[Pointing dataset entries]
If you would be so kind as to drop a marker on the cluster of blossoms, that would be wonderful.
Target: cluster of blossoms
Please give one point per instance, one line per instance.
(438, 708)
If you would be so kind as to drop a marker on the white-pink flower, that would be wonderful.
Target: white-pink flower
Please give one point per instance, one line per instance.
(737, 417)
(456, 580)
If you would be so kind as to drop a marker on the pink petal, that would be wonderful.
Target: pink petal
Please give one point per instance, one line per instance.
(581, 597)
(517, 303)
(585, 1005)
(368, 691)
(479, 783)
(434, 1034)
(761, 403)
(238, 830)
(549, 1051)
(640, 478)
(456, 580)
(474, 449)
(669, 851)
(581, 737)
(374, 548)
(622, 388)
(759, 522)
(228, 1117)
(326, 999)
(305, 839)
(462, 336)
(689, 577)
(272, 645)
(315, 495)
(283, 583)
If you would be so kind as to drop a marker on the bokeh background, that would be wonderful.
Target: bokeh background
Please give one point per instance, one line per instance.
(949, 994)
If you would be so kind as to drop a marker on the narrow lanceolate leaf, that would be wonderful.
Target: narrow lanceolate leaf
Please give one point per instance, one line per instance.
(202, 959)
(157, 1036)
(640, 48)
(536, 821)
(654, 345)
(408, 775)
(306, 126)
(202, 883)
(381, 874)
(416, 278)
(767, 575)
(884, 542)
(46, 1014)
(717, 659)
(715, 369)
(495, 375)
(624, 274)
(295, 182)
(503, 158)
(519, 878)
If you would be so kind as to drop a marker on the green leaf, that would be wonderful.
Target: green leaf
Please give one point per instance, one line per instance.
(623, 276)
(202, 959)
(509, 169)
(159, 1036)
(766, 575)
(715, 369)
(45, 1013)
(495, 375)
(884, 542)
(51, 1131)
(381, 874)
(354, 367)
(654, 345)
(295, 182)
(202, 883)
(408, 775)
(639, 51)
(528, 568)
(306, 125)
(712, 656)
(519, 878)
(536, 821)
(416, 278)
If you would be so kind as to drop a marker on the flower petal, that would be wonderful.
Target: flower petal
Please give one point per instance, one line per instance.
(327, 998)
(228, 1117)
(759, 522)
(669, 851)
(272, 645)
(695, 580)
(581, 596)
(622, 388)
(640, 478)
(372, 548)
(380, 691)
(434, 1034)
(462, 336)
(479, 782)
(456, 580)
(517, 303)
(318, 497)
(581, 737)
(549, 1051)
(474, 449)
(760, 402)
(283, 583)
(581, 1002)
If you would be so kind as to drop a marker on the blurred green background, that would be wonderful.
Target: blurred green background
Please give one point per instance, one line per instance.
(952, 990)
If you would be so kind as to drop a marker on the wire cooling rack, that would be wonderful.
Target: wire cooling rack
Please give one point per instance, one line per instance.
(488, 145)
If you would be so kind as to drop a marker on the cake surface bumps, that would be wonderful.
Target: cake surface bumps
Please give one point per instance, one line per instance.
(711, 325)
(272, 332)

→ Your task
Can you copy out all of the entries above, word for word?

→ Solution below
If you would be so kind as to drop a marker on the cluster of blossoms, that would be wonderful.
Target: cluster of blossoms
Please give one point per instance, one line per instance.
(438, 708)
If you would be so kind as to drop a marker on the white-pink flower, that would be wonderful.
Target: white-pink flower
Please give one point per instance, one line per instance.
(737, 417)
(456, 580)
If you would be so kind as to drop a marker on the pink petal, that would be wonderful.
Target: pink petal
Please give one point per instance, one line per instance.
(581, 597)
(517, 303)
(585, 1005)
(368, 691)
(479, 783)
(434, 1034)
(761, 403)
(238, 830)
(549, 1051)
(640, 478)
(456, 580)
(474, 449)
(669, 851)
(581, 737)
(374, 548)
(622, 388)
(759, 522)
(228, 1117)
(326, 999)
(305, 839)
(462, 336)
(689, 577)
(272, 645)
(315, 495)
(283, 583)
If you would be so kind as to drop a marker on the bokeh background, that would be wonderful.
Target: bokeh background
Please give one point per instance, one line per instance.
(949, 994)
If you would be so kind as to drop a marker on the narrow lanceolate leaf, that would be wonderful.
Target: narrow lanceolate leaf
Please give one point per instance, one line per instance.
(202, 959)
(157, 1036)
(640, 48)
(536, 821)
(654, 345)
(408, 775)
(306, 126)
(202, 883)
(381, 874)
(416, 278)
(767, 575)
(884, 542)
(46, 1014)
(717, 659)
(715, 369)
(495, 375)
(624, 274)
(295, 182)
(503, 158)
(519, 878)
If you would be so kind as to drop a marker on the green leaf, that would be wonderful.
Target: green leaf
Please give one point per instance, one line per instance.
(623, 276)
(202, 959)
(509, 169)
(159, 1036)
(766, 575)
(715, 369)
(45, 1013)
(495, 375)
(884, 542)
(51, 1131)
(381, 874)
(354, 367)
(654, 345)
(295, 182)
(202, 883)
(408, 775)
(639, 51)
(528, 568)
(306, 125)
(712, 656)
(519, 878)
(536, 821)
(416, 278)
If you would be so kind as to drop a marker on the flower petal, that would be wonderful.
Target: flower petal
Please give one point per instance, one line per instance.
(327, 998)
(228, 1117)
(759, 522)
(669, 851)
(272, 645)
(695, 580)
(581, 596)
(622, 388)
(640, 478)
(372, 548)
(380, 691)
(434, 1034)
(462, 336)
(479, 782)
(456, 580)
(517, 303)
(318, 497)
(581, 737)
(549, 1051)
(474, 449)
(760, 402)
(283, 583)
(581, 1002)
If you would be so kind as to drop a marker on the blurred green background, that would be wonderful.
Target: blurred green background
Please give one point per instance, one line per instance.
(952, 990)
If you would be so kind as to drop a marker on the wire cooling rack, that would be wonderful.
Target: wire cooling rack
Please give one point per instance, one line per instance.
(488, 145)
If you would be so kind as to drop a marker on the cake surface bumps, that would be wonderful.
Target: cake surface bumps
Please give one point per instance, one line per instance.
(711, 325)
(272, 332)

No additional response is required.